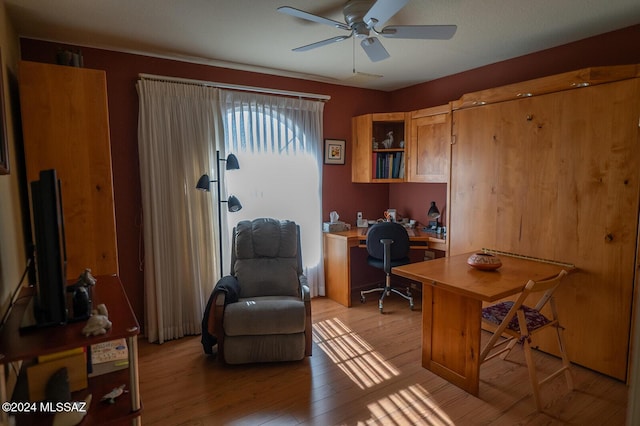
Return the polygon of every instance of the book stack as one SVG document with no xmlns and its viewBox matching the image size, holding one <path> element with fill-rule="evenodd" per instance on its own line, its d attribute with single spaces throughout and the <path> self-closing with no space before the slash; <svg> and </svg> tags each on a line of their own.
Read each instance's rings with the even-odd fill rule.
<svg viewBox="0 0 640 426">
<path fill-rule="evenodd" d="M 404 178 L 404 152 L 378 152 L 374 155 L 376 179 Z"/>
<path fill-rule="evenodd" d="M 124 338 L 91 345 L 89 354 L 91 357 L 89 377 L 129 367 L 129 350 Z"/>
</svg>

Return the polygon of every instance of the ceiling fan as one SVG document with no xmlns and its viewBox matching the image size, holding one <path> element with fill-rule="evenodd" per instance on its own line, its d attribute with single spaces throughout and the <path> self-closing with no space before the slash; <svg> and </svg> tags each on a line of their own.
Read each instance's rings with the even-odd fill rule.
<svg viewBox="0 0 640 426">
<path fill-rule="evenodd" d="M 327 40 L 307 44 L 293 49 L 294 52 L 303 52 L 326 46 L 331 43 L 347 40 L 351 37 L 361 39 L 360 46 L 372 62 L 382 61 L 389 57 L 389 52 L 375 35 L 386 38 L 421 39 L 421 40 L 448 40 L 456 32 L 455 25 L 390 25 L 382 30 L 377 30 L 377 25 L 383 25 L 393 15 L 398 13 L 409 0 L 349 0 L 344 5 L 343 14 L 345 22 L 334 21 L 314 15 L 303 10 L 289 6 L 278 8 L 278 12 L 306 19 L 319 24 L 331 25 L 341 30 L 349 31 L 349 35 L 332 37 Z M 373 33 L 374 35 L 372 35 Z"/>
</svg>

...

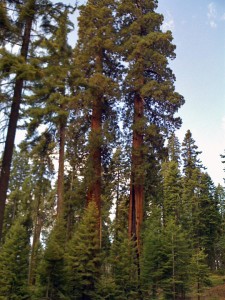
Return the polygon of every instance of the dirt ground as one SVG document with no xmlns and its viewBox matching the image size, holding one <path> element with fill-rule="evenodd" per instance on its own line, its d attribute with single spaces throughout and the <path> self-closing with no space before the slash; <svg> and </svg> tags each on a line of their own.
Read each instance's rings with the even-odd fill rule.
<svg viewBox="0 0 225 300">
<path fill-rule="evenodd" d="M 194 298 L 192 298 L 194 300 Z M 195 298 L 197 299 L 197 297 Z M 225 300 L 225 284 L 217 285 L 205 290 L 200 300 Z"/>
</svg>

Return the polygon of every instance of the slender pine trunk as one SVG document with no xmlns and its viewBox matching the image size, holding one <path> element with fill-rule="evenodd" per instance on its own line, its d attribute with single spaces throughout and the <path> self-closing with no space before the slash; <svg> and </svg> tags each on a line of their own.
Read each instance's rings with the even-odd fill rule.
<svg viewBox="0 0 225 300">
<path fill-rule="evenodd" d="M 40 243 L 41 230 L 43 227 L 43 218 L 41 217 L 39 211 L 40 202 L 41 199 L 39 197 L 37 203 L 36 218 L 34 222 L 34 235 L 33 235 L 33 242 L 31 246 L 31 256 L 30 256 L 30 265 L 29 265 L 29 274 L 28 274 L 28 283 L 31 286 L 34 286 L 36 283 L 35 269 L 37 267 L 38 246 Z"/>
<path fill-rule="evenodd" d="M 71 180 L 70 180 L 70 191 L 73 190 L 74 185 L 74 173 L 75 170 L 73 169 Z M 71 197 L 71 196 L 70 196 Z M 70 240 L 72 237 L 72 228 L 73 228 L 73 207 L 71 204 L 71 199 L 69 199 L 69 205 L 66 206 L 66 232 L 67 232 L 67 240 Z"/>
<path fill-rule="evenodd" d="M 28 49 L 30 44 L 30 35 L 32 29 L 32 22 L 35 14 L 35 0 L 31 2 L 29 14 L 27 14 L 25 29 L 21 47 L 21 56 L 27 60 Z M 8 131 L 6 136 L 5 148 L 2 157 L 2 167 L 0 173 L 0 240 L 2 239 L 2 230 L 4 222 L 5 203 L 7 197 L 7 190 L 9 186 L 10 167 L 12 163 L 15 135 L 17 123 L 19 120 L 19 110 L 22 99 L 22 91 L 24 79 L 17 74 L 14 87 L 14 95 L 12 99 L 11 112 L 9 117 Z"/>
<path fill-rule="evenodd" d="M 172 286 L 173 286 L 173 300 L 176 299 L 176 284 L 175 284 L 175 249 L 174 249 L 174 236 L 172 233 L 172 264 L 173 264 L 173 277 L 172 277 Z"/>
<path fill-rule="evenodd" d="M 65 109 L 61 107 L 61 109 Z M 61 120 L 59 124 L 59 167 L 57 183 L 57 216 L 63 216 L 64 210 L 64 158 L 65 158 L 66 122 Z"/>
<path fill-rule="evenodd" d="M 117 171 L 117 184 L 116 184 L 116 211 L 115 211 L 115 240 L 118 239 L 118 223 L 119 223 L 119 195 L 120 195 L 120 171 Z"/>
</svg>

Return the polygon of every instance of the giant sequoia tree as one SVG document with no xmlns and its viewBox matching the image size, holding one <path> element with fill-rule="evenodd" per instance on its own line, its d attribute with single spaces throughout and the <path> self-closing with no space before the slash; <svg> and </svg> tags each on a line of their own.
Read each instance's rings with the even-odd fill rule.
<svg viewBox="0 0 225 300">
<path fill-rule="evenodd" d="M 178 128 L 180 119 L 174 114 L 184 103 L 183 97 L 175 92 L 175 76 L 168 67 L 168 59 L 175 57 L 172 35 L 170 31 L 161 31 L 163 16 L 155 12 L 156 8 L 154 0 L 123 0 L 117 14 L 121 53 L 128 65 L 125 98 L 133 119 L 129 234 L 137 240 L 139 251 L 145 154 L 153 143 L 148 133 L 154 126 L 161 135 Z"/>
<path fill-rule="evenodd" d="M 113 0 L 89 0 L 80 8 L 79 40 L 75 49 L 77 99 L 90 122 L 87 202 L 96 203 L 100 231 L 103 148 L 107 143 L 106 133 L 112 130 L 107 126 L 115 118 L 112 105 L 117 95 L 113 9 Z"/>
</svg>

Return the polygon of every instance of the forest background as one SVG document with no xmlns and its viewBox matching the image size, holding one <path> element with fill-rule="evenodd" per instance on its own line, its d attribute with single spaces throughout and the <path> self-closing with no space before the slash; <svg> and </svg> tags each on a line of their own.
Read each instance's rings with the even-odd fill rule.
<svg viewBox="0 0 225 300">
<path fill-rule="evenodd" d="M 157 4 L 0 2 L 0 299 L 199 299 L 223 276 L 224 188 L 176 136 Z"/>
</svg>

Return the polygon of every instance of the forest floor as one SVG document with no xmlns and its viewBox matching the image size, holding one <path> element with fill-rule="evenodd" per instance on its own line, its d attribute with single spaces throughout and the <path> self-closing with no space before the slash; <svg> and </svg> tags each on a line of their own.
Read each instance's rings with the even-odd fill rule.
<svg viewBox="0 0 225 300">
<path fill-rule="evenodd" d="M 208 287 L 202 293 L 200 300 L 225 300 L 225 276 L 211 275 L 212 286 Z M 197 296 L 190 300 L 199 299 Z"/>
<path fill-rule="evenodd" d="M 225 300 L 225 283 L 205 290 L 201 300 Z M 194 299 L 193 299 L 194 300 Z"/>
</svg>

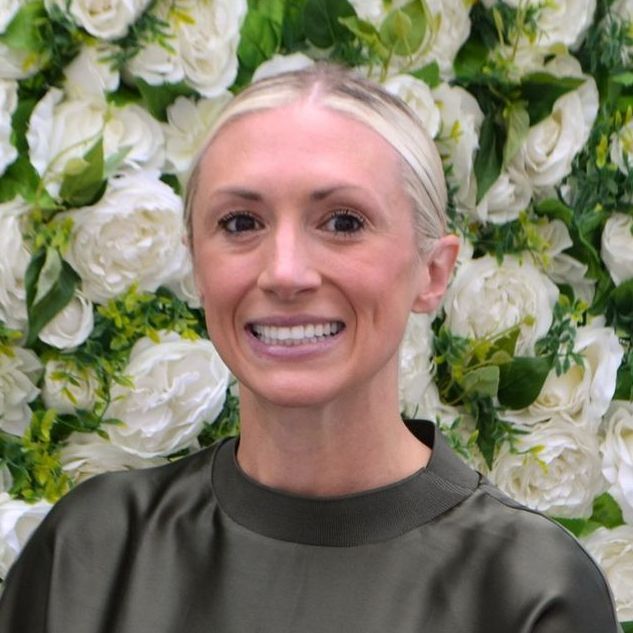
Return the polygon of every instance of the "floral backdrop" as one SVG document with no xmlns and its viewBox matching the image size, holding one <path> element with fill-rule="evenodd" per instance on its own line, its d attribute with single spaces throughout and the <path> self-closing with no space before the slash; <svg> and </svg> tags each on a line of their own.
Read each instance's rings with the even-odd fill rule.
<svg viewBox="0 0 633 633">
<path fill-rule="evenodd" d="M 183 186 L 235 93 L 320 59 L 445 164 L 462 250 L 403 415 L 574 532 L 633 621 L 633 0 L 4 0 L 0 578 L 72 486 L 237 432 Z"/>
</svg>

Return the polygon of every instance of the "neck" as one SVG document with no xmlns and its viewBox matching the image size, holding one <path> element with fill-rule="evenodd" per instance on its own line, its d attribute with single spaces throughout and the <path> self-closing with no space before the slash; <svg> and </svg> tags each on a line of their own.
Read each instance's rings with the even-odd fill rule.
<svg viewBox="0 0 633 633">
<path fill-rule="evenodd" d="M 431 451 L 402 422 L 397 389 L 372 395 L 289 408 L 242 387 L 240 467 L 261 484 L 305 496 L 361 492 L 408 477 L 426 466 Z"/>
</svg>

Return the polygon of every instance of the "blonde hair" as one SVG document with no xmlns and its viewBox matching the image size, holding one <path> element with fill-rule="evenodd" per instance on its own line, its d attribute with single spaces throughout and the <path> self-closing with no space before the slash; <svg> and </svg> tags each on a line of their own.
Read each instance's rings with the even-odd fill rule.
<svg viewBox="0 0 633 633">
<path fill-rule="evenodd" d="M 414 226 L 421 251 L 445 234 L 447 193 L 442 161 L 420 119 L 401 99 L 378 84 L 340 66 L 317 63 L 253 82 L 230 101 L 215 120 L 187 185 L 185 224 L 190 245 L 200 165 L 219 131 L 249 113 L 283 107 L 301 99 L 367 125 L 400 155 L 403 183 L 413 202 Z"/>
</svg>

---

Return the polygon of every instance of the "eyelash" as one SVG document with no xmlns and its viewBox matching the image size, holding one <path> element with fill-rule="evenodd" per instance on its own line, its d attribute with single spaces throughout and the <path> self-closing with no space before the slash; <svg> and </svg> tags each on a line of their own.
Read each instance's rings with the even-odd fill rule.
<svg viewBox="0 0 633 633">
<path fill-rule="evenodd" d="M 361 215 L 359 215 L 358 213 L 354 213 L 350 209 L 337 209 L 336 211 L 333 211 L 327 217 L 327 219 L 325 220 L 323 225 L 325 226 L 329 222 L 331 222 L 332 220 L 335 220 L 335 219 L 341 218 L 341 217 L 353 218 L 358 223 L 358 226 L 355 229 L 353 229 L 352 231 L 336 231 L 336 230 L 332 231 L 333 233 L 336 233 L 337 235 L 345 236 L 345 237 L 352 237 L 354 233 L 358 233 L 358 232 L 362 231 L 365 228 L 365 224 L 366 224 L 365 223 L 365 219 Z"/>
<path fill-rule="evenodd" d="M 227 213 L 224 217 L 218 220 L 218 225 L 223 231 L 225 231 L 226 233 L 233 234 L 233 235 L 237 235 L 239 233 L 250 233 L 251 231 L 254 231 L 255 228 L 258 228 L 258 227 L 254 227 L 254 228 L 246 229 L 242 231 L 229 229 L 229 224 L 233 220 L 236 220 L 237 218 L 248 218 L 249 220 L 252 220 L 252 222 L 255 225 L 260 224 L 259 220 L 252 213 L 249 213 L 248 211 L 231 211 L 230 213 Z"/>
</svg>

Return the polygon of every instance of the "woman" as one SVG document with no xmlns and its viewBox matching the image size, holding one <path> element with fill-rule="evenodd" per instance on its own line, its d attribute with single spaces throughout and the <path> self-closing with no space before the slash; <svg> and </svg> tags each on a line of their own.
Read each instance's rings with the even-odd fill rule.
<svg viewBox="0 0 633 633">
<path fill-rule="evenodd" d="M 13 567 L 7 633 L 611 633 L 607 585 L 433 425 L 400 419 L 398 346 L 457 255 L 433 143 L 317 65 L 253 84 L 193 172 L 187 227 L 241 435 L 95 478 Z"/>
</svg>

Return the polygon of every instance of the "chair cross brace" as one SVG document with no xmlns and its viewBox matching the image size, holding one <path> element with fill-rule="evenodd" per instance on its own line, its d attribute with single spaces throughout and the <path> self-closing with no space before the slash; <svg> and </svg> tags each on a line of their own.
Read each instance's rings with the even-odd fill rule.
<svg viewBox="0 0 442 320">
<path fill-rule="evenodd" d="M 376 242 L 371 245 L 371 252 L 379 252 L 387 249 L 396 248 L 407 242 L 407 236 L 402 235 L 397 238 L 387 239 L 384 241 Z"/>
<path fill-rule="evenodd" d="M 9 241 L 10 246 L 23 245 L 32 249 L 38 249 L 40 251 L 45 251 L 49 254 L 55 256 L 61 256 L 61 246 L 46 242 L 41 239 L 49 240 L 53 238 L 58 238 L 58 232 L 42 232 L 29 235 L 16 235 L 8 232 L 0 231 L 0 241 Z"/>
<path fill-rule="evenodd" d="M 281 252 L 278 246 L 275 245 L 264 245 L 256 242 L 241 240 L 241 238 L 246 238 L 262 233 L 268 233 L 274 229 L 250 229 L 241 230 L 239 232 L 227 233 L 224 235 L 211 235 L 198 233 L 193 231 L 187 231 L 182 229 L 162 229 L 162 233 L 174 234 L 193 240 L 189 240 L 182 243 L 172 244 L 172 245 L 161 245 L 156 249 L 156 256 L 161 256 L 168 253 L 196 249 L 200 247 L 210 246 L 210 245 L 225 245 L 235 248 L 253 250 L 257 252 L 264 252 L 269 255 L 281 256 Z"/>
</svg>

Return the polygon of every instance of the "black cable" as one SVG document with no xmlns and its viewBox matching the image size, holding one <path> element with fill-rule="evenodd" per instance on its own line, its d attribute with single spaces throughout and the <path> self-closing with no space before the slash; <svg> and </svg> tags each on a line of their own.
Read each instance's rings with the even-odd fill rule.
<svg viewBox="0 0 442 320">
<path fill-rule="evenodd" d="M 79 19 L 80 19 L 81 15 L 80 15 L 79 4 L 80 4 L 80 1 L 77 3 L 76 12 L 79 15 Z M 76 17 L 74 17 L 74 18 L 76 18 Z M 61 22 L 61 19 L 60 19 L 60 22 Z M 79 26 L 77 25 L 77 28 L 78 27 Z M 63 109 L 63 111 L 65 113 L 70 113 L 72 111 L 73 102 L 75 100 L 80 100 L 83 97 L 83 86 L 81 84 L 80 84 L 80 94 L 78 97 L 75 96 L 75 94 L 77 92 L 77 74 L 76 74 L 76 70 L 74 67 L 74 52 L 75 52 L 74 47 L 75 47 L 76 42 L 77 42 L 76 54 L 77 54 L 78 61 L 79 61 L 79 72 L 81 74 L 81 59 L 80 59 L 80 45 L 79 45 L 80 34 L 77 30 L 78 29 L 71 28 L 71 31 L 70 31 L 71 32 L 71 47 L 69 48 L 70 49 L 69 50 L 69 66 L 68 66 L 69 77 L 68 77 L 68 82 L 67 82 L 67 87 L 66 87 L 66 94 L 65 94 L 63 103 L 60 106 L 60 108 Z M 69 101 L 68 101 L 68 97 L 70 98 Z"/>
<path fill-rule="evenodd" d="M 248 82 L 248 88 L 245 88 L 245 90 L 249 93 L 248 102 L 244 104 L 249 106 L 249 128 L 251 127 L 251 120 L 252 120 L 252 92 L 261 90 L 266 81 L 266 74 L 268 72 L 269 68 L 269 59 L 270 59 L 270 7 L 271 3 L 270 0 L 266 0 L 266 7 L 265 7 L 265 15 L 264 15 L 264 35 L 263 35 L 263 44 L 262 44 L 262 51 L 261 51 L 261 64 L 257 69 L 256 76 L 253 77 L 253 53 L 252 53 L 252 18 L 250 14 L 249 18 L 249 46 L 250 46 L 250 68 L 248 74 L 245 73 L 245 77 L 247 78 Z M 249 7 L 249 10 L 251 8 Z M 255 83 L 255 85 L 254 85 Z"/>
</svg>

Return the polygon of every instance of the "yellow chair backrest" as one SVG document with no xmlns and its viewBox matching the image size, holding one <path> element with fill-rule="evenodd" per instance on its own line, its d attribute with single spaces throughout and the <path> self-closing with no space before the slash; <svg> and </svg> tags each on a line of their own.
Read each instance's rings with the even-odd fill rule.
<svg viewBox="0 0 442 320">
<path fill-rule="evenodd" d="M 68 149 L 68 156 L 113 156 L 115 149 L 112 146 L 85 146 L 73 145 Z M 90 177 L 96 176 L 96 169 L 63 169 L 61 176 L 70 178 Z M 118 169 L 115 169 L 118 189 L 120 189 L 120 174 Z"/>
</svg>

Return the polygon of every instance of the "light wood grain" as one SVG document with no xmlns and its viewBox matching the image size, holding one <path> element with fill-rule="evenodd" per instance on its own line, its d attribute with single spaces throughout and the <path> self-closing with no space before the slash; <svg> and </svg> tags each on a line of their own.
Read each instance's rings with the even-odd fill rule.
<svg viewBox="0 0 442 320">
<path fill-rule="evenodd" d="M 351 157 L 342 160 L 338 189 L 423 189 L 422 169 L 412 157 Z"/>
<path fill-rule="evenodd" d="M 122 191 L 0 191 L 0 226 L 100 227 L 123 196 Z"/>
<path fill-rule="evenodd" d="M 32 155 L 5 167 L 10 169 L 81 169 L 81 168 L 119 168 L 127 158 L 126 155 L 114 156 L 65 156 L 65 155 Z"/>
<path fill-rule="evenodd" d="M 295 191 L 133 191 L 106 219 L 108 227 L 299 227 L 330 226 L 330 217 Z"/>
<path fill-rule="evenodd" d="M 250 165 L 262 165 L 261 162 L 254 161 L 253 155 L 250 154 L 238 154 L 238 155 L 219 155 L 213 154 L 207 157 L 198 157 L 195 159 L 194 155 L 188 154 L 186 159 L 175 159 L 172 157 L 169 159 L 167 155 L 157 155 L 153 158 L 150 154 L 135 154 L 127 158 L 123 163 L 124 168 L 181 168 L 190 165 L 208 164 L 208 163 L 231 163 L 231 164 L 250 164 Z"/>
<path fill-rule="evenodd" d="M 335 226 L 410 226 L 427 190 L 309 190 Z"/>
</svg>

• Work order:
Tell how many lines in the data hold the string "forest". Only the number is wanted.

• Solution for this problem:
2